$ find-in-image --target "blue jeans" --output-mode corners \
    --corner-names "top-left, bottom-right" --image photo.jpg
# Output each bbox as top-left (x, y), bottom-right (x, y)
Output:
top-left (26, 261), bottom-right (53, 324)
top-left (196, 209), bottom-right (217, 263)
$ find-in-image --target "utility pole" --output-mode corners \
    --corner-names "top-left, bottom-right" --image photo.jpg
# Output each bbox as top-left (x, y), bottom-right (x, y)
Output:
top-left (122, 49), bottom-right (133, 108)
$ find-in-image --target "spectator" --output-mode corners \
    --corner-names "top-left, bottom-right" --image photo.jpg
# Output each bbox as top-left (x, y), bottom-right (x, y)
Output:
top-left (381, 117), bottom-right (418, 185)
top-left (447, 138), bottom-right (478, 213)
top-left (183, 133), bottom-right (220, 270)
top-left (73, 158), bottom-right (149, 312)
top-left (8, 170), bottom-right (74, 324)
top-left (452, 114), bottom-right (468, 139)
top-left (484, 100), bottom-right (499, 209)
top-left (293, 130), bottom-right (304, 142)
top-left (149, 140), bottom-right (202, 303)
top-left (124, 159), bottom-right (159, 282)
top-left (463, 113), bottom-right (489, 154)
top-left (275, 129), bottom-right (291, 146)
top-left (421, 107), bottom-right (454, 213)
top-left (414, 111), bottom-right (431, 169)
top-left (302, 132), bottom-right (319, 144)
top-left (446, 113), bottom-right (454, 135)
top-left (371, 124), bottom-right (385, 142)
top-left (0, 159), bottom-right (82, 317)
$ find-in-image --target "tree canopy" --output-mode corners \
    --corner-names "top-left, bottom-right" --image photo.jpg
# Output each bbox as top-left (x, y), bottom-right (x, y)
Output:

GIVEN REQUEST :: Please rename "spectator" to "onlooker" in all the records above and reproduce them with everything else unchanged.

THE ANSWER ::
$ find-in-image --target "blue jeans" --output-mode corners \
    --corner-names "top-left, bottom-right" --image photo.jpg
# Output each bbox as top-left (x, y), bottom-right (x, y)
Output:
top-left (26, 261), bottom-right (53, 324)
top-left (196, 209), bottom-right (217, 263)
$ find-in-image --target "utility pole" --output-mode corners \
    --corner-names "top-left, bottom-right" --image photo.jpg
# Output each bbox as top-left (x, y), bottom-right (x, y)
Output:
top-left (122, 49), bottom-right (133, 108)
$ find-in-image --target "onlooker" --output-mode corners \
    --corner-names "top-left, bottom-right" --image photo.jpg
# Output each bbox as top-left (x, y), bottom-right (x, y)
Output:
top-left (381, 117), bottom-right (418, 185)
top-left (447, 138), bottom-right (478, 213)
top-left (183, 133), bottom-right (220, 270)
top-left (73, 158), bottom-right (149, 312)
top-left (8, 170), bottom-right (74, 324)
top-left (452, 114), bottom-right (468, 139)
top-left (484, 100), bottom-right (499, 209)
top-left (293, 130), bottom-right (304, 142)
top-left (149, 140), bottom-right (202, 303)
top-left (124, 159), bottom-right (159, 282)
top-left (463, 113), bottom-right (489, 154)
top-left (275, 129), bottom-right (291, 146)
top-left (421, 107), bottom-right (454, 213)
top-left (414, 111), bottom-right (431, 169)
top-left (302, 132), bottom-right (319, 144)
top-left (446, 113), bottom-right (454, 135)
top-left (371, 124), bottom-right (385, 142)
top-left (0, 159), bottom-right (82, 317)
$ find-in-image --target "tree canopy" --output-mode corners \
    --corner-names "top-left, bottom-right" --image photo.jpg
# Output each bbox as top-left (x, y), bottom-right (x, y)
Output:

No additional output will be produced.